REQUIREMENT A —
In the essay on family genealogy below, which regions does DNA show hold the writer's strongest paternal ties?
REQUIREMENT B —
Using the essay on family genealogy below, explain in one to three sentences why the writer says they have to safeguard and pass down an honest history of their lineage.

SELECTED PASSAGE —
>>>

The Responsibility of Remembering

I’ve been captivated by the stories and photos of my family for as long as I can remember. My paternal grandparents called me the ‘family genealogist’ back then, though my interest didn’t fully mature until I got married and began a family. 

Suddenly, understanding who my ancestors were and where they came from took on a deeper kind of importance.

What began as a simple search for names and birth dates became a profound exploration of my lineage and of who I am – not only as an individual, but as the result of centuries of lives lived before me.

My formal introduction into genealogy research began much like everyone else’s at the time, with the opening of an Ancestry.com account. Over the last decade, I’ve expanded that research to include genetic testing, hoping to uncover a fuller, more accurate and scientifically informed understanding of my ancestry.

I was also fortunate to receive research compiled by several distant relatives.  Their work offered valuable insights, though their genealogical charts could only take me so far, especially since my focus is primarily on direct lineage. 

A family bible may have held some of the answers I was searching for, but it was stolen, along with many other personal family effects and heirlooms… Casualties of a complicated family battle after the deaths of my paternal grandparents.

One of the most striking revelations, however, has been the depth of both of my families roots in the United States. 

Many of ancestors arrived during colonial times, settling primarily in Virginia and North Carolina. Astonishingly, the majority of my family has largely remained in those regions, with few exceptions.

Equally striking were the discoveries that contradicted family lore. 

For example, most of my life I was told we were predominately of German descent, on my paternal side, but DNA revealed a very different story. My strongest paternal ties lie in the Scottish Lowlands, Northeastern England, Cornwall, and Wales.

As I dove deeper into my lineage – my great-grandparents and the greats before them – I began to feel them present in a way I can’t really explain. 

What started as research slowly became ritual.

In learning their names, tracing their paths, and sitting with what I’ve managed to piece together, I found myself having deeper conversation with those who came before me. The more I learned, the more reverence I felt for the lives that made mine possible.

Venerating them has become an organic, meaningful part of my daily life, but not every discovery has been easy to process.

Several of my ancestors were slaveowners.

And that realization knocked the breath out of me.

This wasn’t some distant or abstract connection – it was a direct, recorded link to my family’s participation in one of humanity’s darkest chapters. 

The weight of this truth grew cloudier as I continued to uncover records of relatives who also fought for the Confederacy during the Civil War; One was executed for desertion, another lost in battle.

And I also discovered a relative who did not participate in the original overthrow or annexation of Hawaiʻi, but was a United States appointed territorial governor and part of the American colonial administration of Hawaiʻi.

This knowledge has deepened my understanding of just how complex identity truly is and emphasized that it’s fully my responsibility to work to amend our collective generational sin.

Safeguarding and passing down an honest history of my lineage may be one of the 

most important things I ever do. 

And I have to because I’m the last one standing.

There’s no one else left to tell the story of us.

<<<

DATA FOR ANALYSIS —
>>>

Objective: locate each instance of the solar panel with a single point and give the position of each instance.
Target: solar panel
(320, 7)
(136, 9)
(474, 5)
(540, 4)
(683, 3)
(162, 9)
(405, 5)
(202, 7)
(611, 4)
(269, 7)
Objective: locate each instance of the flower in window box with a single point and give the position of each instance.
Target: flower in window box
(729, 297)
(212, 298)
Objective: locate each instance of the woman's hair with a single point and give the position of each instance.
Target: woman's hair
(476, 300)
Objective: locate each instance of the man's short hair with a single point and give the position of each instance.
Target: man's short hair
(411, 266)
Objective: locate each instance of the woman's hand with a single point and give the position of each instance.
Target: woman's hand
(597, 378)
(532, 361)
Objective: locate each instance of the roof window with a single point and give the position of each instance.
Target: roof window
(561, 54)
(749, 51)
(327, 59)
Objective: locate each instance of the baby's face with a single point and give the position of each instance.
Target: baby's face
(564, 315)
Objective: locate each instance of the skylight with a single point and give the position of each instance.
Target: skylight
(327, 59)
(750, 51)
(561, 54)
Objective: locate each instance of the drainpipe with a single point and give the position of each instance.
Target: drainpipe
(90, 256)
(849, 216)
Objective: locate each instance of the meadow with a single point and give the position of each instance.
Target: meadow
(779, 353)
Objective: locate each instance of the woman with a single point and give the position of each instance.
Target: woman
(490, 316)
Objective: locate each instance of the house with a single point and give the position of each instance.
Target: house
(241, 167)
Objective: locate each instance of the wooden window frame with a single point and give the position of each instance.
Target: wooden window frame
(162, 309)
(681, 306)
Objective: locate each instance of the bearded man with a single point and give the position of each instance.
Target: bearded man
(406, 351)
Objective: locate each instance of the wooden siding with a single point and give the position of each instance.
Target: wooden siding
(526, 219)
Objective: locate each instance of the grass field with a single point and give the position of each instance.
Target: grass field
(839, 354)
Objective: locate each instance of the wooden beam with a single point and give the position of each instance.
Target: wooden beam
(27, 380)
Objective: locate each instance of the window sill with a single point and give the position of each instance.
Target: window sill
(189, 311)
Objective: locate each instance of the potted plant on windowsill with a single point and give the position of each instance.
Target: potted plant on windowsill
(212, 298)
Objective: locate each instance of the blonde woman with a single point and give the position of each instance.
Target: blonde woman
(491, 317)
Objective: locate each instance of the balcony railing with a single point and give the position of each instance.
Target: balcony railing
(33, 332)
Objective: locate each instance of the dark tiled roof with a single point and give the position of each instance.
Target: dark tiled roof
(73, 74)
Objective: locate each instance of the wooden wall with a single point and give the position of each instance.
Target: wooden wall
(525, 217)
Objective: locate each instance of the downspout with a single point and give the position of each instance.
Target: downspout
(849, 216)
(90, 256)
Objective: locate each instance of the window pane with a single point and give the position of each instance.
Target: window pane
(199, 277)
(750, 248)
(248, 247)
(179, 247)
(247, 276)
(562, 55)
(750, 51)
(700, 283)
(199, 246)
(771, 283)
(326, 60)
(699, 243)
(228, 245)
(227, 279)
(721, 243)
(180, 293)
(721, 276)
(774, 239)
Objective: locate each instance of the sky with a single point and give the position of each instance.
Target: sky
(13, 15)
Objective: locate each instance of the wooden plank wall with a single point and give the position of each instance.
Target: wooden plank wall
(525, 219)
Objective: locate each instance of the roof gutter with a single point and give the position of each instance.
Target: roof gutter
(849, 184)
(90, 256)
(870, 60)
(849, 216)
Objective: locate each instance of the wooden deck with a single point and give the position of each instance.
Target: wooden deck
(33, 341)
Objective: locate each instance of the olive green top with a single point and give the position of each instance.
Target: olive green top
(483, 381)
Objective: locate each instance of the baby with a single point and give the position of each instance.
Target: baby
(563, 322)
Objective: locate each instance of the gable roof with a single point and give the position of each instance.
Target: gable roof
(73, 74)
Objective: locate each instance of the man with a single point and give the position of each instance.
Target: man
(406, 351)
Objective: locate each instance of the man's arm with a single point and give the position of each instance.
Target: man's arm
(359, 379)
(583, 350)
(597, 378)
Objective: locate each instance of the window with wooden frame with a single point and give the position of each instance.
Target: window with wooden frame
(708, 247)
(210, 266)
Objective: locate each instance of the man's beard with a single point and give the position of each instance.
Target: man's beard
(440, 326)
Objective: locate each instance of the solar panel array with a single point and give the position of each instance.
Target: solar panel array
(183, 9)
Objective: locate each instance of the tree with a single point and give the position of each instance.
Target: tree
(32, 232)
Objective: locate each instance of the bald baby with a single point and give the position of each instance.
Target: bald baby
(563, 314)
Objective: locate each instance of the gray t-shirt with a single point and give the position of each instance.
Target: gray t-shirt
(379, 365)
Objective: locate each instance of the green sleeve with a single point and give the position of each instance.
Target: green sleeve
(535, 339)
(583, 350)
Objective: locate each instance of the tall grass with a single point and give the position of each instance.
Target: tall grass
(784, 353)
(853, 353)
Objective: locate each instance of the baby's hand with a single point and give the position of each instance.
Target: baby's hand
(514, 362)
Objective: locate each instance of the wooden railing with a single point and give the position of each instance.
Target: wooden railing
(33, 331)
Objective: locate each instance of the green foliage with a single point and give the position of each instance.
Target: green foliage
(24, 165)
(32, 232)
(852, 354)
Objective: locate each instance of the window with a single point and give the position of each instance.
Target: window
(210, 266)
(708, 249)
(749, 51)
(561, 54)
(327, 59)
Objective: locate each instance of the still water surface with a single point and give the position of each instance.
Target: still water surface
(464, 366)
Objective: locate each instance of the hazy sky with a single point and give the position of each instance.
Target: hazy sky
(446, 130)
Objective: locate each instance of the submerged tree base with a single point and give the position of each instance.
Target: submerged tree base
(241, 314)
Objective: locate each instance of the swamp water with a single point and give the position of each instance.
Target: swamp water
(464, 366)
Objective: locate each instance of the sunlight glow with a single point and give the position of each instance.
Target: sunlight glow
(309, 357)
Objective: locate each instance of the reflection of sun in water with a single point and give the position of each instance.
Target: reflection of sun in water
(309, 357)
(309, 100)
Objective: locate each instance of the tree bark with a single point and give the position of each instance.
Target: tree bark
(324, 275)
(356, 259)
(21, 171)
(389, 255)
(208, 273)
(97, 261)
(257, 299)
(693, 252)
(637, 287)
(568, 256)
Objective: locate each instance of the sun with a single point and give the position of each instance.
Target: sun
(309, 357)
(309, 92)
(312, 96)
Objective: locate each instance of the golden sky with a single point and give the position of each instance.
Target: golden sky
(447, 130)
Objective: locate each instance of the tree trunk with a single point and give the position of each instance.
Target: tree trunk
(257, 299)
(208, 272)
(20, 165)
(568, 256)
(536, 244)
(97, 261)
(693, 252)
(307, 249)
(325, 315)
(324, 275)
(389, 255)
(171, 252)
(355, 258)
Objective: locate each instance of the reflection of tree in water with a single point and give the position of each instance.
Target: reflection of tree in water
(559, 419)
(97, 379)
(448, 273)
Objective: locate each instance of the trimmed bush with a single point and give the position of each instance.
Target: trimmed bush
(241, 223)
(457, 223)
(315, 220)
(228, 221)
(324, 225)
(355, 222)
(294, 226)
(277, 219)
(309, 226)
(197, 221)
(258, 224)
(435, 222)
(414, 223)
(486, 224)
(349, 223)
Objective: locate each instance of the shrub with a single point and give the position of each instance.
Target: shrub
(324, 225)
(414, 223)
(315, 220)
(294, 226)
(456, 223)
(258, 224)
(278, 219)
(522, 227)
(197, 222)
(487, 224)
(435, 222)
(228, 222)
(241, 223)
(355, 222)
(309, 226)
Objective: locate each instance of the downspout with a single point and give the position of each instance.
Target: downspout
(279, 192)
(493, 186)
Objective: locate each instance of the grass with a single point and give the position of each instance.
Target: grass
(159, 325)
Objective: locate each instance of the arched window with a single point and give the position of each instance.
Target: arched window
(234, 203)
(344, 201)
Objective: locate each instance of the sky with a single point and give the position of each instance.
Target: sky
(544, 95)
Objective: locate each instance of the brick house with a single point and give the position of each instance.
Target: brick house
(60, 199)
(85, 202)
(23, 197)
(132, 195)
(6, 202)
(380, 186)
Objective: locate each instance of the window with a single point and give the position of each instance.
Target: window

<<<

TASK ANSWER A —
The Scottish Lowlands, Northeastern England, Cornwall, and Wales.

TASK ANSWER B —
The writer has to do it because they are the last one standing. No one else is left to tell the family's story.